* [Excerpt]:
Yet as Boise has gotten bigger, so has Boise Rock School’s ultimate question.
“We were worried,” Peck says. “Like, ‘Hey, we grew this thing, and it’s a nonprofit. We want to ensure that it’s here forever.’ So part of that piece of a puzzle in a rapidly growing city is, ‘How do we have the nonprofit own a building?’ ”
When the Pleasure Boutique went on the real-estate market, “we had raised enough money, right on the nail, to buy the building with cash,” Peck says. “The nonprofit bought it with cash.”
But this is just “the midpoint,” Peck says. Now the fundraising song must start all over again — to the tune of about $400,000.
“It’s going to take a significant build-out ...,” he says, “to get the building in the shape we want it to be, to do what we want to do.”
Future plans
Plans include 10 to 12 classrooms. A professional recording studio for music and film. A small, all-ages venue for concerts, conducted in partnership with fellow nonprofit Boise All-ages Movement Project (B-AMP). “Hopefully, they would help run the venue component,” Peck explains.
The building also will house Juno Arts, Boise Rock School’s sister digital-media nonprofit for teens and young adults. Expanded classes in graphic design and filmmaking will be offered, he says.
Peck hopes that Boise Rock School will move to its new building by the end of 2021.
“Once it’s built out, it’s gonna be awesome. It’s going to completely change what you thought it was. No one’s going to remember it was the Pleasure Boutique.”
“Could have bought the Spearmint Rhino, I guess,” he finally admits with a laugh. “No, it’s not for sale. I’m just joking.”

* [Objective]:
According to the Boise Rock School excerpt, about how much money must now be raised for the building's build-out?

Point annotation dataset items:
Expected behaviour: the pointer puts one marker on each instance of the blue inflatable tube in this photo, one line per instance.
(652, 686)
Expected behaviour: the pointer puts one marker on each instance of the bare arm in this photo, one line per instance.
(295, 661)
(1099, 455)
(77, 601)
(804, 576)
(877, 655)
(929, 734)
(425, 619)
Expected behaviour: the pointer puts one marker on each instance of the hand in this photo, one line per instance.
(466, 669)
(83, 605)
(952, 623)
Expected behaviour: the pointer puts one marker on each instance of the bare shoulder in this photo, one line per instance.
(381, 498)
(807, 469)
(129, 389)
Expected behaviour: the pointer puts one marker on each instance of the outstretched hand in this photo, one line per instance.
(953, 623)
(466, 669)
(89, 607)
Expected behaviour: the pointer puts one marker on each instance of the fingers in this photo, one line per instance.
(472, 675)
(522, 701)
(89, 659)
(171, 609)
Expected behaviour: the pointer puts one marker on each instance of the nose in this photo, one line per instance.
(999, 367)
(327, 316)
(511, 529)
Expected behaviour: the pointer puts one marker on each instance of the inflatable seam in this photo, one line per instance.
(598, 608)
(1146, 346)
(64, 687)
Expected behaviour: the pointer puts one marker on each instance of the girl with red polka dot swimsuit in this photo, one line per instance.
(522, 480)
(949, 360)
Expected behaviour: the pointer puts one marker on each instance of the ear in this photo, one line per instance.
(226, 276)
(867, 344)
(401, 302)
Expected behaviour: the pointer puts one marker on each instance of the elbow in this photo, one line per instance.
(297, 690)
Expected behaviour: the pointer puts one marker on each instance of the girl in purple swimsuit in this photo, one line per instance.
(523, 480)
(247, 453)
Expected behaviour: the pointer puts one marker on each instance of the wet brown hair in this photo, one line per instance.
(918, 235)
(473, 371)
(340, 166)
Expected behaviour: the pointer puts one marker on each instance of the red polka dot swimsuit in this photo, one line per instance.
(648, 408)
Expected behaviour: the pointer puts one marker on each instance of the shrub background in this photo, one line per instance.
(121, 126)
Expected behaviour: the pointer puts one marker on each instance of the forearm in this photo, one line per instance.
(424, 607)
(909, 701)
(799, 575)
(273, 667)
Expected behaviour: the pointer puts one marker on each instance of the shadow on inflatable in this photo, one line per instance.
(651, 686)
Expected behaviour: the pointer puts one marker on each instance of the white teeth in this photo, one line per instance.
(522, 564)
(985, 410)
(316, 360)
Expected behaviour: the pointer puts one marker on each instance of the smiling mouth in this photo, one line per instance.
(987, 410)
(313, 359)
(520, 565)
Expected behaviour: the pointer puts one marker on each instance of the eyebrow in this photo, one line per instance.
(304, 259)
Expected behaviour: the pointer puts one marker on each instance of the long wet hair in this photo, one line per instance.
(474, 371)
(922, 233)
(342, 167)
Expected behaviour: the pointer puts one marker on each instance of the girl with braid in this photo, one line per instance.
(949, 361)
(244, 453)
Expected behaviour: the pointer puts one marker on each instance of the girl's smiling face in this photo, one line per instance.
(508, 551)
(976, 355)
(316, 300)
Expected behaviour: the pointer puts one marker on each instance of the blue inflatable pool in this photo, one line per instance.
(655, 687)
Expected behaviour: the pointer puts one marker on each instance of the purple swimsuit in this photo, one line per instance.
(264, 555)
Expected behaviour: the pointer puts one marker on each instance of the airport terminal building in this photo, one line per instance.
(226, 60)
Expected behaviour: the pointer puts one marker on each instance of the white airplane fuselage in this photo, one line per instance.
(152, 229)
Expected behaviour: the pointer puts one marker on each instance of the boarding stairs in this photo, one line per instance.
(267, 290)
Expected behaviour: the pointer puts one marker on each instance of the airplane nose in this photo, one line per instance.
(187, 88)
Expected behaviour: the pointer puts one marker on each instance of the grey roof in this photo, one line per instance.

* [Written reply]:
About $400,000.